## Exercise goal:
In full and without alteration, output each record given here.
──────── Data for the task
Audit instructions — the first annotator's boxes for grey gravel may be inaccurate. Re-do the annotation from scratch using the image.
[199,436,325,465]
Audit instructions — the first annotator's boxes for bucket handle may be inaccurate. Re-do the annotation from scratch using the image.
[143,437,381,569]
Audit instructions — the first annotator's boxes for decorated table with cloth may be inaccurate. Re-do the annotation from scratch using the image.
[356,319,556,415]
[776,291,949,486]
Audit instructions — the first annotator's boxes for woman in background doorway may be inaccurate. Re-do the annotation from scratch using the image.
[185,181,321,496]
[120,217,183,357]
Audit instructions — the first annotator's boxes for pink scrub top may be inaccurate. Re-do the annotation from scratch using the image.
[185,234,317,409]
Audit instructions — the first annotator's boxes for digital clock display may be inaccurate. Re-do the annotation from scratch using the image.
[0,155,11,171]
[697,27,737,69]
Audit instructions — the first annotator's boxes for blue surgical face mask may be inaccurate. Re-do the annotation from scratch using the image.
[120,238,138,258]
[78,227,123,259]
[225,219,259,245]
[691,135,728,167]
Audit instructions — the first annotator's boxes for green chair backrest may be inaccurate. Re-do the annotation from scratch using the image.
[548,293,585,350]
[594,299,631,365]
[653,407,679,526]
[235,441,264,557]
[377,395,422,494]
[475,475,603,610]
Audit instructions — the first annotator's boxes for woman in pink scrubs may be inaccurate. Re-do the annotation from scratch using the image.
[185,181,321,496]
────────────────
## Exercise answer:
Audit instructions — the first annotator's boxes for grey gravel may be inaccurate. Re-do the annotation from scratch using the image.
[199,436,325,465]
Audit instructions — the first annotator's boxes for bucket handle may be inaccurate. Re-do the annotation from scratch using the image.
[143,437,381,569]
Audit instructions — the first annotator's boxes for decorated table with cloth may be inaccurate. Re-do the annotation from scratch using the image.
[356,319,556,415]
[776,291,949,486]
Audit instructions — the first annotator's boxes for woman in background doorway may be inaccurate. Re-do the annotation from scratch using the image.
[185,181,321,496]
[120,217,183,357]
Audit instructions — the first annotator's boxes for pink scrub top may be inaccurate. Re-do the annotation from scratch using the image.
[185,234,317,409]
Audit instructions — the first annotator's boxes for digital clock display may be inaccurate. Re-do the annotation from scratch using the image.
[0,155,11,171]
[697,27,737,69]
Audit instructions — the first annotator's boxes for blue surgical face mask may be inaccurate. Re-do the annotation from scratch using the image.
[120,238,138,258]
[78,227,123,259]
[225,219,259,245]
[691,135,728,167]
Audit instructions — the first annotator's boxes for green chair backrest may be inaccurate. Re-do the annotation from scratch using the image.
[548,293,585,350]
[594,299,631,365]
[653,407,679,526]
[235,441,264,557]
[377,395,422,494]
[475,475,603,610]
Audit instructions — the first annotator's boxes for woman in pink scrubs may be inaccurate. Re-do the annotation from scratch using the image.
[185,181,321,496]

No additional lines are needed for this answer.